* [RAW RECORDS]
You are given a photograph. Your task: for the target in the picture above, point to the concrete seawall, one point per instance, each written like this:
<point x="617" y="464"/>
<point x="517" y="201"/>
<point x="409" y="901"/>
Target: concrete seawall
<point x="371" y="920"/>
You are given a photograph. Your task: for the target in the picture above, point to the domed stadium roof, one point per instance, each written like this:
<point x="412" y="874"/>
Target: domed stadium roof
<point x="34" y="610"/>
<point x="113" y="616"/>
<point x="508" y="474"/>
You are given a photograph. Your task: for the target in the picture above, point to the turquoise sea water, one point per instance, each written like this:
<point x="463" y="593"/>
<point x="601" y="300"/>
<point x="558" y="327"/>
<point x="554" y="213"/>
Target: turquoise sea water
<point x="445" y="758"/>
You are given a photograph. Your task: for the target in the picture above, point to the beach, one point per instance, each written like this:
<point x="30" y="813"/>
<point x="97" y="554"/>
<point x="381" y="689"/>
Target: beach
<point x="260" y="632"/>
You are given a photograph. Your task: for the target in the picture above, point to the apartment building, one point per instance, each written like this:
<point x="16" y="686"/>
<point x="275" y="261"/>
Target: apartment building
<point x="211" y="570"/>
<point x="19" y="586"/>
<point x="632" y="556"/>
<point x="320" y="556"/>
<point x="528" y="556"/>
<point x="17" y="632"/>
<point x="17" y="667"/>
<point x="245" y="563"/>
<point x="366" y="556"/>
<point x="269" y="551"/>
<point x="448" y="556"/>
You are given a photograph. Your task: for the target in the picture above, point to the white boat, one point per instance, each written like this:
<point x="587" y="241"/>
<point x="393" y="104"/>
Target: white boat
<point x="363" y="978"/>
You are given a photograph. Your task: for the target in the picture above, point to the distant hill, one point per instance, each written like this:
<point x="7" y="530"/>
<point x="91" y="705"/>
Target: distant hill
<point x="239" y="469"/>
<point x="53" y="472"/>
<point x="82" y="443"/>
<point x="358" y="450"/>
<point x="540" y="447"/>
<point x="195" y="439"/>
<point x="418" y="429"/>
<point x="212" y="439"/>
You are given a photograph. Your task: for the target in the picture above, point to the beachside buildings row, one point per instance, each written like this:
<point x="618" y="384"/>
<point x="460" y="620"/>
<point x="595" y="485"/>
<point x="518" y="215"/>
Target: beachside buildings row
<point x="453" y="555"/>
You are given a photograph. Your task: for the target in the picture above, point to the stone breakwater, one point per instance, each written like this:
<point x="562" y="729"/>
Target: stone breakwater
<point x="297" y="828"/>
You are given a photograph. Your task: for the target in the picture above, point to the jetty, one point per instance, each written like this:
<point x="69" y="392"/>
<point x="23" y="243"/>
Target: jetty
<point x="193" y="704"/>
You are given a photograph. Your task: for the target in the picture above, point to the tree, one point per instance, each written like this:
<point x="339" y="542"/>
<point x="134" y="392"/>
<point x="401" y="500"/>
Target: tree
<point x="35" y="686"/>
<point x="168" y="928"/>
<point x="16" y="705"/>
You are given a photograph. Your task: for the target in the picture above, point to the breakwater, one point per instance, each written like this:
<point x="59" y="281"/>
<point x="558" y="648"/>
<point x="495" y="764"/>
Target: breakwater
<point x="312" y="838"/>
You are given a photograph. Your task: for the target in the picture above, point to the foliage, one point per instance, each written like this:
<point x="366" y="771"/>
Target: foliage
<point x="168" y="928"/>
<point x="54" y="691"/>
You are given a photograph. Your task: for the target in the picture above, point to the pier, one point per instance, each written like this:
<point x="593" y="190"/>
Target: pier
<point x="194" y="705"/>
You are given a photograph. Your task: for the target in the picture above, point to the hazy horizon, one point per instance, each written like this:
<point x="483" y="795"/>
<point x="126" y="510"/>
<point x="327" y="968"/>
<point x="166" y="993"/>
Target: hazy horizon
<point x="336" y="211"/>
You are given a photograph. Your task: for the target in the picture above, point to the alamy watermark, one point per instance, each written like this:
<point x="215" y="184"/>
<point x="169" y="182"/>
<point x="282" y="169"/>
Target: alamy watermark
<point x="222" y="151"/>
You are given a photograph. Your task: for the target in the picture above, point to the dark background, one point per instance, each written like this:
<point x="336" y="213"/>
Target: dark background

* [TASK TO CARRY OUT] Render every line of all the records above as a numbered list, omitting any blank lines.

* [EXERCISE ANSWER]
1. You are given a photograph. Your task: for the target in the picture above, point to the concrete seawall, one point per instance, each written like this:
2. <point x="617" y="464"/>
3. <point x="517" y="201"/>
4. <point x="409" y="901"/>
5. Target: concrete seawall
6. <point x="371" y="920"/>
7. You are given a photograph. Your task: for the target in the picture above, point to the domed stadium roof, one point per instance, each written like this:
8. <point x="412" y="874"/>
9. Target: domed stadium roof
10. <point x="34" y="610"/>
11. <point x="113" y="616"/>
12. <point x="508" y="474"/>
13. You are given a photograph. Your task: for the target in the picture above, point to the turquoise sea water, one point per instance, each written like this:
14. <point x="463" y="593"/>
15. <point x="601" y="300"/>
16. <point x="558" y="327"/>
17. <point x="554" y="213"/>
18. Target: turquoise sea water
19. <point x="445" y="758"/>
20. You are given a photograph. Your task: for the target in the picture above, point to the beach, one point per instance, each written like this:
21. <point x="30" y="813"/>
22. <point x="97" y="554"/>
23. <point x="381" y="689"/>
24. Target: beach
25. <point x="260" y="632"/>
26. You are given a photograph. Your task: for the target in the picture above, point to the apartment building, one point per instance, each written like this:
27. <point x="16" y="686"/>
28. <point x="275" y="261"/>
29. Target: apartment building
30. <point x="211" y="570"/>
31. <point x="19" y="586"/>
32. <point x="632" y="556"/>
33. <point x="320" y="556"/>
34. <point x="528" y="556"/>
35. <point x="17" y="632"/>
36. <point x="17" y="667"/>
37. <point x="245" y="563"/>
38. <point x="366" y="556"/>
39. <point x="269" y="551"/>
40. <point x="448" y="556"/>
41. You are given a photograph. Your task: for the target in the picture above, point to the white boat, one point per instance, each written like this:
42. <point x="587" y="241"/>
43. <point x="393" y="104"/>
44. Target: white boat
45. <point x="363" y="978"/>
46. You are given a photograph. Your task: for the target in the picture above, point to the distant hill, one point per instance, each written like this:
47. <point x="7" y="530"/>
48. <point x="91" y="705"/>
49. Target: distant hill
50. <point x="239" y="469"/>
51. <point x="53" y="472"/>
52. <point x="82" y="443"/>
53. <point x="358" y="450"/>
54. <point x="540" y="447"/>
55. <point x="195" y="439"/>
56. <point x="418" y="429"/>
57. <point x="212" y="439"/>
58. You are given a photograph. Your task: for the target in the picture above, point to the beachside buildings row, one point per instance, each written like this:
59. <point x="618" y="384"/>
60. <point x="460" y="620"/>
61. <point x="595" y="485"/>
62. <point x="518" y="215"/>
63. Target: beachside buildings row
64. <point x="453" y="555"/>
65. You are given a photograph. Your task: for the target in the picture above, point to the stone breakwater, one point per instance, each written like this:
66. <point x="562" y="729"/>
67. Target: stone breakwater
68. <point x="297" y="828"/>
69. You are given a photograph. Your task: for the target in the picture above, point to the jetty, one point per instance, each written like this:
70. <point x="69" y="392"/>
71. <point x="23" y="243"/>
72. Target: jetty
73. <point x="193" y="704"/>
74. You are given a photograph. Your task: for the target in the picture above, point to the tree, one point per instance, each written like this:
75. <point x="339" y="542"/>
76. <point x="134" y="392"/>
77. <point x="401" y="500"/>
78. Target: tree
79. <point x="35" y="686"/>
80. <point x="168" y="928"/>
81. <point x="16" y="705"/>
82. You are given a photograph. Your task: for the target in the picture above, point to the breakwater, one point per instance, each written like this:
83. <point x="59" y="281"/>
84. <point x="558" y="648"/>
85. <point x="495" y="764"/>
86. Target: breakwater
87. <point x="312" y="838"/>
88. You are given a photograph. Your task: for the target in the picture above, point to the foliage, one point per instance, each written like this:
89. <point x="366" y="771"/>
90. Target: foliage
91. <point x="168" y="928"/>
92. <point x="54" y="691"/>
93. You are given a photograph. Your task: for the target in the picture above, point to the pier, one point per instance, each written like this:
94. <point x="593" y="190"/>
95. Target: pier
96. <point x="194" y="705"/>
97. You are given a photograph. Your task: for the target in the picture above, point to the hazy horizon, one point per instance, each written like this:
98. <point x="483" y="795"/>
99. <point x="126" y="510"/>
100. <point x="327" y="968"/>
101. <point x="166" y="993"/>
102. Target: hazy horizon
103. <point x="336" y="211"/>
104. You are given a photograph. Your task: for the target in the picture above, point to the alamy watermark, one point per instance, each written like this:
105. <point x="215" y="184"/>
106. <point x="169" y="182"/>
107. <point x="282" y="169"/>
108. Target: alamy watermark
109. <point x="222" y="151"/>
110. You are given a photograph. Your task: for the target in the picture above, point to the dark background, one point per instance, each written like this:
111. <point x="336" y="213"/>
112. Target: dark background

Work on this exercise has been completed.